Writing a personal note of thanks to all the speakers in your group after every Council meeting


Walking out from a vote because you know someone on the opposition isn’t there because their child’s ill with cancer


Putting your child’s education ahead of a political party – even if it gets you the sack or results in ridicule


Trudging three miles through the snow to a meeting
because you’d said you’d be there – and not complaining


Handing back embarrassing papers to someone and
refusing the chance to exploit what those papers contain


Sticking anonymous allegations and complaints in the bin – the only place they deserve to go


Understanding the difference between personal insult and the rough and tumble of politics – and apologising if you get it wrong


Class isn’t about where you were born. It isn’t about your school. Or your university. Or the clothes you wear. Or how much money you’ve got. Or who your friends are. Class is doing the right thing – a matter of attitude not origin. Norman Tebbit has class; Cecil Parkinson doesn’t. Ernest Bevin had class: Aneurin Bevan didn’t. Bobby Moore had class; Vinnie Jones doesn’t.

Perhaps if we worried more about how we behaved. If we stood more on our own hind legs. If we looked to ourselves to solve our problems. If we looked out for others. Perhaps, if we tried not to find excuses or to blame…we mind finally find out what class means.

WORK TO COMPLETE:
[A] Write out the passage from the piece on class word for word, starting with "Class isn’t about" and going on through "Vinnie Jones doesn’t.".
[B] Which people does the piece on class mention by name?

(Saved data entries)
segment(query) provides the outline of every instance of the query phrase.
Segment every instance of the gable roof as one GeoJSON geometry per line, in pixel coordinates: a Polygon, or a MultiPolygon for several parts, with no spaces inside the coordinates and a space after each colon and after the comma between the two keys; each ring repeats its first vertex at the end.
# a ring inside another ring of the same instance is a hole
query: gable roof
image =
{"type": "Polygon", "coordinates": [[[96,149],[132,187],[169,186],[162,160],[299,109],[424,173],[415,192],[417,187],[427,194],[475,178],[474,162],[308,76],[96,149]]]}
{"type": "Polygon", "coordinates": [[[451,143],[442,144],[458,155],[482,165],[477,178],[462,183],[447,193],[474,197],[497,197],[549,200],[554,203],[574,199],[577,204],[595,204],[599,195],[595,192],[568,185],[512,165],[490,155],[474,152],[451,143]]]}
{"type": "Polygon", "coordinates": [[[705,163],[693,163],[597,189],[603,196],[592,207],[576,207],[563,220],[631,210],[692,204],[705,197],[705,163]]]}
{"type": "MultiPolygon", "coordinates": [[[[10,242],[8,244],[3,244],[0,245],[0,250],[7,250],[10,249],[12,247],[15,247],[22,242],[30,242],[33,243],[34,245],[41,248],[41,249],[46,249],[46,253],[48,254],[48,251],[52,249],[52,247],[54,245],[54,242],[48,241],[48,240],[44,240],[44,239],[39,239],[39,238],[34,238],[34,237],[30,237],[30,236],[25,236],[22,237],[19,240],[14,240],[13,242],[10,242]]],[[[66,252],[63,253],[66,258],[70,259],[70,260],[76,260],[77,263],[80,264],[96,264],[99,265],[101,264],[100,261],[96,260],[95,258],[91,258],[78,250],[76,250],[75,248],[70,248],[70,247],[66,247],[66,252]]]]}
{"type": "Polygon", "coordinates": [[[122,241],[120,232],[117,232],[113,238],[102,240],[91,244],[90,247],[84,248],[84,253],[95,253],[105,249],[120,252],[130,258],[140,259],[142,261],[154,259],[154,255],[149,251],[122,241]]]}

EXPECTED RESULTS:
[A]
Class isn’t about where you were born. It isn’t about your school. Or your university. Or the clothes you wear. Or how much money you’ve got. Or who your friends are. Class is doing the right thing – a matter of attitude not origin. Norman Tebbit has class; Cecil Parkinson doesn’t. Ernest Bevin had class: Aneurin Bevan didn’t. Bobby Moore had class; Vinnie Jones doesn’t.

[B] Norman Tebbit, Cecil Parkinson, Ernest Bevin, Aneurin Bevan, Bobby Moore, Vinnie Jones